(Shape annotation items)
═══
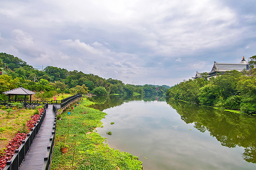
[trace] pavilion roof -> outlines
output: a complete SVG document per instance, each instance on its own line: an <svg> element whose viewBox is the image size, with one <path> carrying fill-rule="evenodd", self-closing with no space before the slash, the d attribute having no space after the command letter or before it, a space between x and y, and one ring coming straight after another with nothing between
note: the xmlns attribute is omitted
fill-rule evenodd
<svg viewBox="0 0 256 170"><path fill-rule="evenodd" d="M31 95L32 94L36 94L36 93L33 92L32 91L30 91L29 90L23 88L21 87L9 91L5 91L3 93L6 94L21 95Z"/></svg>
═══
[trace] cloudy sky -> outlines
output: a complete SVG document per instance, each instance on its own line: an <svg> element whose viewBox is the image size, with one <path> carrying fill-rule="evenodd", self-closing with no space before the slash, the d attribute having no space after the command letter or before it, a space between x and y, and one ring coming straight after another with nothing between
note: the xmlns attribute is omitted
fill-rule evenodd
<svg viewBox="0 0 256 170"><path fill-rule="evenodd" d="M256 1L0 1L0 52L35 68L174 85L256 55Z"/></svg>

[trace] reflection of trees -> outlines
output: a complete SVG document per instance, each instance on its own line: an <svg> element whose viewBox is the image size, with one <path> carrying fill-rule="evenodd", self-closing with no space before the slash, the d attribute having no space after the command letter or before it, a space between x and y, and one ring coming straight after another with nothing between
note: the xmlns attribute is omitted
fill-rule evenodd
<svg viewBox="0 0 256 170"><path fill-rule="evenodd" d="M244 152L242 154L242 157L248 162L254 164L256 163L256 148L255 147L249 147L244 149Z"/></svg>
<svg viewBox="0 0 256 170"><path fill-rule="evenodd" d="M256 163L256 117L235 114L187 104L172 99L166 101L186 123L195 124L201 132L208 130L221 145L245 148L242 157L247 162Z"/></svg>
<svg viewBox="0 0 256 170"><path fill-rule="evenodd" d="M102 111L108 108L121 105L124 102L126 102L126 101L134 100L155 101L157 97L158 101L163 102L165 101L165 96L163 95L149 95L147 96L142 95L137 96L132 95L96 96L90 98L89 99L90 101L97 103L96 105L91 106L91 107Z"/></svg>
═══
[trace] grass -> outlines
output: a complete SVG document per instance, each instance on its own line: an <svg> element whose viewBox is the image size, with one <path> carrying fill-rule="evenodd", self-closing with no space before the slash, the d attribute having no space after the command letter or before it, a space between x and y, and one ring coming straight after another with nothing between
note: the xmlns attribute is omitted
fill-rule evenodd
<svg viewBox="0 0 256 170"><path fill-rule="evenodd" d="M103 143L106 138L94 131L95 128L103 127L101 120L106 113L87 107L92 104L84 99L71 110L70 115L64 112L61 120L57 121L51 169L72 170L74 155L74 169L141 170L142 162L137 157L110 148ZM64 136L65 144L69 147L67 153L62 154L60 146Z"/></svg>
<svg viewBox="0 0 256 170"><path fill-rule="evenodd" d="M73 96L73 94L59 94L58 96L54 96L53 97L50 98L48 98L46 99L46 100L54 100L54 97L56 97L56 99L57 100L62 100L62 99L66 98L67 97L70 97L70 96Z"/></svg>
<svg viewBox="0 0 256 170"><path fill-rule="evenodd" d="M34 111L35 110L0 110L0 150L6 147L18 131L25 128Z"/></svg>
═══
■ WHAT TO WORK ON
Which lines in the items above contain the string "outlines" with matching case? Gather every one of them.

■ WORKED ANSWER
[trace] pavilion roof -> outlines
[trace] cloudy sky -> outlines
[trace] reflection of trees -> outlines
[trace] grass -> outlines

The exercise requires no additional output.